## What the task asks
Copy every one of the following items word for word.

Dataset rows:
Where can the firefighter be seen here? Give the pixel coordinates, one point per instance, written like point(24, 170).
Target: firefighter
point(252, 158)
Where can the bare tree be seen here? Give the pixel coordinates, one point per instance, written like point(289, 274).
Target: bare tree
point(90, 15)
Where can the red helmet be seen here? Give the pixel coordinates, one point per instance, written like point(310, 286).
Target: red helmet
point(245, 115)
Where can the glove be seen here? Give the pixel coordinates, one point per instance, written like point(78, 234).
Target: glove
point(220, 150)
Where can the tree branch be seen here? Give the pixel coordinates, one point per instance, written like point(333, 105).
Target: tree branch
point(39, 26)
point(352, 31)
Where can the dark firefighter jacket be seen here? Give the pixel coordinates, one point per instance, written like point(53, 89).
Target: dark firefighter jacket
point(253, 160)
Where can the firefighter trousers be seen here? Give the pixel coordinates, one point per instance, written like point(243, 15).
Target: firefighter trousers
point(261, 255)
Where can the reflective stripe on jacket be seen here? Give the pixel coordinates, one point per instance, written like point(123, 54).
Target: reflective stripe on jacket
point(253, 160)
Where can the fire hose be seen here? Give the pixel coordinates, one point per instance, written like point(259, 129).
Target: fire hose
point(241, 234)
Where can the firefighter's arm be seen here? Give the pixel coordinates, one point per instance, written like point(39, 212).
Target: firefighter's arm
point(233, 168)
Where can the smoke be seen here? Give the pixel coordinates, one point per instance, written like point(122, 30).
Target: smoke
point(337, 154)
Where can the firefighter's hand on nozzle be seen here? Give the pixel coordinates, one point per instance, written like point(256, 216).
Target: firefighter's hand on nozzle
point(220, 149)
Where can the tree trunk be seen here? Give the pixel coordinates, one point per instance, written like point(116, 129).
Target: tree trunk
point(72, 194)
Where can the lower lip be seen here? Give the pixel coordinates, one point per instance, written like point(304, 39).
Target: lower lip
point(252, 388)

## The result
Where can the firefighter be seen here? Give the pixel coordinates, one point per instance, written like point(24, 170).
Target: firefighter
point(252, 158)
Where can the bare tree be seen here? Give the pixel coordinates, one point per instance, written like point(289, 274).
Target: bare tree
point(90, 15)
Where can the red helmet be seen here? Give the pixel coordinates, one point per instance, written like point(310, 286).
Target: red helmet
point(245, 115)
Where can the glove be seen here? Give the pixel coordinates, one point per instance, written like point(78, 234).
Target: glove
point(220, 150)
Where can the tree branch be seen here? Give the pixel coordinates, one point per instance, written like point(333, 105).
Target: tree branch
point(39, 26)
point(352, 31)
Where can the dark firefighter jacket be seen here? Give the pixel coordinates, one point per instance, written like point(53, 89).
Target: dark firefighter jacket
point(253, 160)
Where can the firefighter trousers be seen here? Give the pixel coordinates, one point per instance, written like point(243, 15).
Target: firefighter trousers
point(261, 255)
Where can the reflective stripe on jacket be seen here? Give the pixel coordinates, one point per instance, written like point(123, 54).
Target: reflective stripe on jacket
point(253, 160)
Where can the fire hose be seen here? Give the pixel coordinates, one point per instance, written like point(259, 129).
Target: fire hose
point(241, 234)
Where can the firefighter's arm be seen here? Give the pixel coordinates, one point per instance, written like point(39, 212).
Target: firefighter's arm
point(233, 168)
Where can the smoke be seen here? Give the pixel coordinates, one point per instance, written like point(122, 30).
Target: smoke
point(337, 154)
Where can the firefighter's hand on nozzle be seen here? Give the pixel coordinates, one point per instance, written like point(256, 216).
Target: firefighter's hand on nozzle
point(220, 149)
Where can the tree trunk be seen here? Give the pixel coordinates, one point per instance, written like point(116, 129).
Target: tree trunk
point(72, 194)
Where can the lower lip be seen here? Give the pixel coordinates, one point per instance, written like point(304, 39).
Target: lower lip
point(252, 388)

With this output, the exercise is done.